## PROBLEM STATEMENT
Can you filter the entries below and copy every line that contains the string "Target"? Case counts, so match capitals exactly.

## ENTRIES SHOWN
+++++

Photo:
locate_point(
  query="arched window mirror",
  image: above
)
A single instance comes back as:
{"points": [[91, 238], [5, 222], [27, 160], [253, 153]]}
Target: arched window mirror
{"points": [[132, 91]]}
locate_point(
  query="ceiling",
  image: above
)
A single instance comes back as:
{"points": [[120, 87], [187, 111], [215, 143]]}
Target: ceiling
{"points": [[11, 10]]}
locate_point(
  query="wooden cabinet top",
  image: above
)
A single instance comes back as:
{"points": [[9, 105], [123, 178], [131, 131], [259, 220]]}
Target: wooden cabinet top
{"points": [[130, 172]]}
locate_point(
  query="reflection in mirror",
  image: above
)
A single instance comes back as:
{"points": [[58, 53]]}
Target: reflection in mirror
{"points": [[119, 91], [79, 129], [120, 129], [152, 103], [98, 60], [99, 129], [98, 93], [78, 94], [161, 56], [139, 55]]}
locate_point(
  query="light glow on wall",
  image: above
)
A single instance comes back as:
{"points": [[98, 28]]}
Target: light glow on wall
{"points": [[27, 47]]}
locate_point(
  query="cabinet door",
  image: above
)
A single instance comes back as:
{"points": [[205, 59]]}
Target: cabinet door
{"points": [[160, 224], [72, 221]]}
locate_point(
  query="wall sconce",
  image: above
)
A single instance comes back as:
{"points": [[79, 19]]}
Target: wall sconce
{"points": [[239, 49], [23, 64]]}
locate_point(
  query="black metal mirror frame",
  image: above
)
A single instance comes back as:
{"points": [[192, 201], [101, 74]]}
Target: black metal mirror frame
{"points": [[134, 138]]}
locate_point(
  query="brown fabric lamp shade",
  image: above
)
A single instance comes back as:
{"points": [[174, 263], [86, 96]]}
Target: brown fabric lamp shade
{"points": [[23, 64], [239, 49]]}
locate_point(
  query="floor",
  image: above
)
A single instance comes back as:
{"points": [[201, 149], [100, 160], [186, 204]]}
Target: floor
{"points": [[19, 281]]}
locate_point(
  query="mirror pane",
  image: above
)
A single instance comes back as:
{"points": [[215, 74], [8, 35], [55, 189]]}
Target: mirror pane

+++++

## RESULT BELOW
Target: arched window mirror
Target: ceiling
Target: wooden cabinet top
Target: reflection in mirror
Target: light glow on wall
Target: cabinet door
Target: wall sconce
Target: black metal mirror frame
Target: brown fabric lamp shade
Target: floor
Target: mirror pane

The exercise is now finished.